TEXTE FOURNI:
┌──
Hollande: La normale attitude au prisme de Freud et de Foucault
On lit ces temps-ci dans les revues de presse une suspecte inflation sémantique du terme « normal ». Florilège qui n’a rien d’exhaustif : «Un président normal» dans une situation anormale », « La visite d’un président normal en province », «La santé normale pour un président normal», « Les limites prévisibles de la normale attitude », « Hollande continue à construire son image de président normal». Le Canard Enchaîné en rajoute même une couche en titrant sur «Une passation pas très normale » en insinuant que le courrier adressé à l’Elysée entre le 6 (2e des élections présidentielles) et le 15 mai (passation de pouvoir) au président normal aurait été passé à la broyeuse par le président « bling bling », a-normal et mauvais perdant. Ce qui expliquerait en partie pourquoi cette passation de pouvoir entre Sarkozy et Hollande ait été anormalement froide et guindée.
Ah … normal ! Vous avez dit normal? La normalité semble devenue la norme officielle lors de ces dernières élections à tel point que c’est une préoccupation partagée par beaucoup d’internautes souligne Marlène Duretz (Le Monde, C’est tout Net), après avoir constaté de visu que la requête «président normal» enregistre sur Google Actu plus de dix mille occurrences.
└──
JEU DE DONNÉES:
┌──
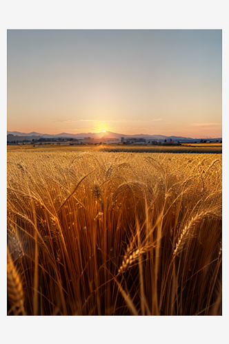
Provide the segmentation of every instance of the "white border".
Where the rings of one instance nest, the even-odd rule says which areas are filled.
[[[8,343],[225,343],[228,305],[227,277],[228,220],[226,199],[227,117],[228,114],[228,24],[226,1],[10,1],[1,5],[1,337]],[[6,317],[6,30],[7,29],[222,29],[223,155],[223,316]],[[4,238],[4,239],[3,239]],[[5,339],[6,338],[6,339]]]

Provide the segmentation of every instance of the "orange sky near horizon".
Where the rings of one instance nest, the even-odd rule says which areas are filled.
[[[8,30],[8,130],[222,136],[221,30]]]

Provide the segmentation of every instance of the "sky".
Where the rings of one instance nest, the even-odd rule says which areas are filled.
[[[222,136],[221,30],[8,30],[8,131]]]

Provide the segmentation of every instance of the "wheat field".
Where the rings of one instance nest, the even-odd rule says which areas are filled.
[[[8,315],[221,315],[221,154],[8,154]]]

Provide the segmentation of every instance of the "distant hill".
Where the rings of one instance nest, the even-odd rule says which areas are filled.
[[[183,136],[166,136],[164,135],[149,135],[149,134],[135,134],[135,135],[126,135],[122,133],[112,133],[112,131],[106,131],[104,133],[103,131],[100,133],[61,133],[56,135],[52,135],[48,133],[37,133],[35,131],[32,131],[31,133],[21,133],[19,131],[7,131],[7,134],[11,134],[14,136],[10,136],[10,140],[32,140],[34,138],[34,140],[38,139],[39,138],[118,138],[121,140],[121,138],[146,138],[155,140],[157,141],[163,141],[164,140],[170,140],[172,139],[172,141],[177,142],[180,141],[180,142],[195,142],[195,141],[199,142],[201,140],[217,140],[219,141],[222,140],[222,138],[186,138]]]

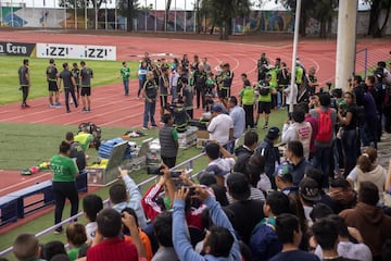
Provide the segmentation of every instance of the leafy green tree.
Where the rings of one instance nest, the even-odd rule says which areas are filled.
[[[119,0],[117,4],[119,14],[126,17],[126,29],[131,32],[134,27],[134,18],[137,17],[139,10],[138,0]]]
[[[368,35],[373,37],[382,37],[386,30],[386,25],[390,18],[391,1],[390,0],[365,0],[370,4],[369,28]],[[381,11],[386,11],[386,17],[380,21]]]
[[[201,0],[200,13],[210,17],[211,25],[219,27],[219,39],[228,40],[232,18],[250,12],[250,0]]]
[[[295,12],[297,0],[275,0],[280,2],[285,8]],[[335,9],[338,0],[302,0],[300,11],[300,26],[299,34],[305,36],[305,27],[308,20],[315,18],[320,23],[319,37],[326,38],[331,35],[331,23],[335,16]]]

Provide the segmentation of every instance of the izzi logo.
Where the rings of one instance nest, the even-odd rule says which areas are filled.
[[[0,42],[1,55],[29,57],[35,48],[35,44],[25,42]]]

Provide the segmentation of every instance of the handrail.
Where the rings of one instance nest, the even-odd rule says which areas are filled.
[[[201,157],[203,157],[204,154],[205,154],[205,153],[203,152],[203,153],[200,153],[200,154],[198,154],[198,156],[194,156],[194,157],[192,157],[192,158],[190,158],[190,159],[188,159],[188,160],[186,160],[186,161],[184,161],[184,162],[180,162],[179,164],[175,165],[175,166],[172,167],[171,170],[177,170],[177,169],[179,169],[180,166],[184,166],[184,165],[187,165],[187,164],[189,164],[189,166],[190,166],[189,169],[192,169],[192,163],[193,163],[193,161],[197,160],[197,159],[199,159],[199,158],[201,158]],[[195,176],[195,175],[197,175],[197,174],[193,174],[193,175],[191,175],[191,176]],[[156,176],[152,176],[152,177],[150,177],[150,178],[141,182],[141,183],[138,184],[137,186],[138,186],[139,188],[141,188],[142,186],[144,186],[144,185],[153,182],[154,179],[156,179]],[[105,204],[109,206],[109,199],[104,200],[103,203],[105,203]],[[62,226],[62,225],[64,225],[64,224],[66,224],[66,223],[73,222],[75,219],[77,219],[77,217],[79,217],[79,216],[81,216],[81,215],[83,215],[83,212],[78,212],[77,214],[75,214],[75,215],[73,215],[73,216],[71,216],[71,217],[68,217],[68,219],[60,222],[59,224],[55,224],[55,225],[50,226],[50,227],[48,227],[48,228],[46,228],[46,229],[43,229],[43,231],[41,231],[41,232],[38,232],[38,233],[36,234],[36,237],[38,237],[38,238],[39,238],[39,237],[42,237],[43,235],[46,235],[46,234],[54,231],[55,228],[58,228],[58,227],[60,227],[60,226]],[[11,246],[11,247],[2,250],[2,251],[0,252],[0,257],[7,254],[7,253],[9,253],[9,252],[11,252],[12,249],[13,249],[13,247]]]

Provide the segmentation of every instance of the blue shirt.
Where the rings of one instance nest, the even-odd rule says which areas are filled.
[[[113,204],[113,209],[115,209],[116,211],[118,211],[119,213],[125,209],[125,208],[131,208],[135,210],[136,215],[137,215],[137,221],[138,224],[141,228],[147,226],[147,219],[146,219],[146,214],[143,212],[142,206],[141,206],[141,194],[139,188],[137,187],[136,183],[134,179],[131,179],[129,176],[124,176],[123,177],[125,186],[126,186],[126,191],[129,195],[129,200],[128,201],[124,201],[124,202],[119,202],[116,204]]]
[[[148,73],[147,69],[142,69],[141,66],[139,66],[139,72],[138,72],[139,79],[144,80],[147,78],[147,73]]]
[[[232,119],[234,122],[234,138],[240,138],[245,128],[245,112],[241,107],[234,107],[230,112],[229,116]]]
[[[314,253],[305,252],[302,250],[291,250],[286,252],[279,252],[269,259],[269,261],[291,261],[291,260],[319,261],[319,258]]]
[[[187,237],[187,227],[185,224],[185,200],[174,200],[174,214],[173,214],[173,243],[175,251],[178,254],[179,260],[186,261],[204,261],[204,260],[213,260],[213,261],[236,261],[241,260],[240,249],[238,239],[235,236],[235,231],[229,222],[227,215],[222,210],[220,204],[212,197],[209,197],[204,204],[210,210],[210,215],[212,222],[217,226],[224,226],[230,231],[232,234],[235,241],[230,250],[230,254],[228,258],[223,257],[214,257],[212,254],[201,256],[195,252],[192,248],[188,237]]]

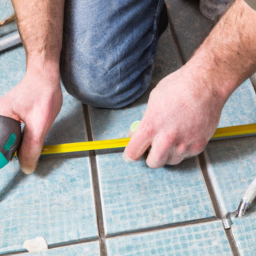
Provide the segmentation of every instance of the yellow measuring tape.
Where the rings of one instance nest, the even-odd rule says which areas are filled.
[[[231,127],[218,128],[211,140],[228,139],[233,137],[243,137],[256,135],[256,124],[238,125]],[[87,141],[77,143],[67,143],[59,145],[44,146],[42,155],[81,152],[87,150],[124,148],[128,145],[131,138]]]

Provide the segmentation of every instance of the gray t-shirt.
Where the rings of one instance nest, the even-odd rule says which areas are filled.
[[[219,19],[235,0],[201,0],[200,11],[210,20]]]

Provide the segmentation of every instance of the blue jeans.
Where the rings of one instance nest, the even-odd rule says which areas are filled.
[[[163,0],[66,0],[61,76],[95,107],[121,108],[150,85]]]
[[[201,0],[201,11],[217,18],[233,1]],[[143,95],[163,6],[163,0],[66,0],[61,76],[67,91],[102,108],[121,108]]]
└──
LISTE DES TÂCHES:
[1] Traduisez en anglais la phrase suivante du texte sur le président normal : « On lit ces temps-ci dans les revues de presse une suspecte inflation sémantique du terme « normal ». »
[2] Poursuivez le texte sur le président normal après sa dernière phrase.
Les enregistrements ne sont pas nécessaires ici.

CORRIGÉ DE L'EXERCICE:
[1] These days, one reads in press reviews a suspicious semantic inflation of the term "normal."

[2]
Le philosophe des sciences et docteur en médecine Georges Canguilhem (1904-1995) n’en reviendrait sans doute pas, lui qui avait soutenu en 1943 à la faculté de Strasbourg sa thèse de médecine intitulée «Essai sur quelques problèmes à propos du normal et du pathologique». Il y distinguait notamment le concept d’ « anomal » qui s’écarte de la norme, du type habituel et le concept d’ « anormal » qui dépend d’une valeur (appréciation/dépréciation). Notre philosophe médecin y démontrait que la vie est caractérisée par le singulier, c’est à dire l’irrégularité et l’écart et qu’on ne peut considérer d’un point de vue absolu et en général la normalité du vivant (je ne dis pas la normalité du président dans une fonction par définition hors norme !). Il précisait : « Sans les concepts de normal et de pathologique, les jugements du médecin sont incompréhensibles ». Il y soutenait que la santé n’est pas la normalité, qu’il est normal que quelqu’un ait au moins une maladie dans sa vie et que le pathologique, ce n’est pas l’a-normal mais l’autrement normé. Le vital, c’est au fond ce qui est capable d’une pathologie.
« L’homme n’est vraiment sain que lorsqu’il est capable de plusieurs normes, lorsqu’il est plus que normal (…) Sans intention de plaisanterie, la santé c’est le luxe de pouvoir tomber malade et de s’en relever (…) Le succès économique des assurances sur la vie repose au fond sur le fait que la santé est biologiquement assurance dans la vie, habituellement en deçà de ses possibilités, mais éventuellement supérieure à ses capacités «normales» (G. Canguilhem «La Connaissance de la vie», Vrin, 2e éd. 1971, p. 167).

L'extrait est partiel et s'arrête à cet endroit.